ЗАДАНИЕ: Выпишите из записей участок от строки, содержащей «Note: for every instance of the acoustic», до конца записей включительно, заменив в нем «acoustic wall panel» на «acoustic ceiling tile». Все остальное оставьте без изменений.

ИСХОДНЫЕ ДАННЫЕ:
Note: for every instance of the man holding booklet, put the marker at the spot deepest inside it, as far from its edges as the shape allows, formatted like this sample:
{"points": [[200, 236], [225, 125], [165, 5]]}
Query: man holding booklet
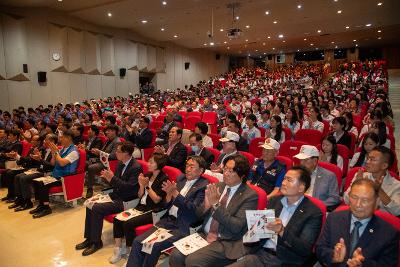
{"points": [[224, 215]]}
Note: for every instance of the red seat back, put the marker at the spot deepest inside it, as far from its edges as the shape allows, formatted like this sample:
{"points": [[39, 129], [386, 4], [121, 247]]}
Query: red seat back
{"points": [[333, 168], [254, 147], [309, 136], [262, 196], [172, 172]]}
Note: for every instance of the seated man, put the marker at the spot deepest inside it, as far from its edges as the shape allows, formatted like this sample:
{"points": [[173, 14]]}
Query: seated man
{"points": [[357, 237], [125, 188], [196, 144], [23, 181], [93, 142], [109, 147], [65, 162], [229, 143], [176, 151], [183, 198], [224, 215], [323, 182], [268, 172], [297, 225], [378, 162]]}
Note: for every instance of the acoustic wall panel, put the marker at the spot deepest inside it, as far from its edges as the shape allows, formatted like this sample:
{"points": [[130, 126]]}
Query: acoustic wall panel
{"points": [[142, 57], [15, 47], [107, 55], [58, 44], [160, 59], [132, 55], [151, 59], [93, 86], [92, 53], [76, 53], [2, 58]]}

ОТВЕТ:
Note: for every instance of the acoustic ceiling tile, put the marker at the spot deepest inside it, as far from its edges as the shape allows, formatted like this sample:
{"points": [[130, 126]]}
Query: acoustic ceiling tile
{"points": [[142, 57], [15, 47], [107, 55], [58, 44], [160, 59], [132, 55], [151, 59], [93, 86], [92, 53], [76, 53], [2, 58]]}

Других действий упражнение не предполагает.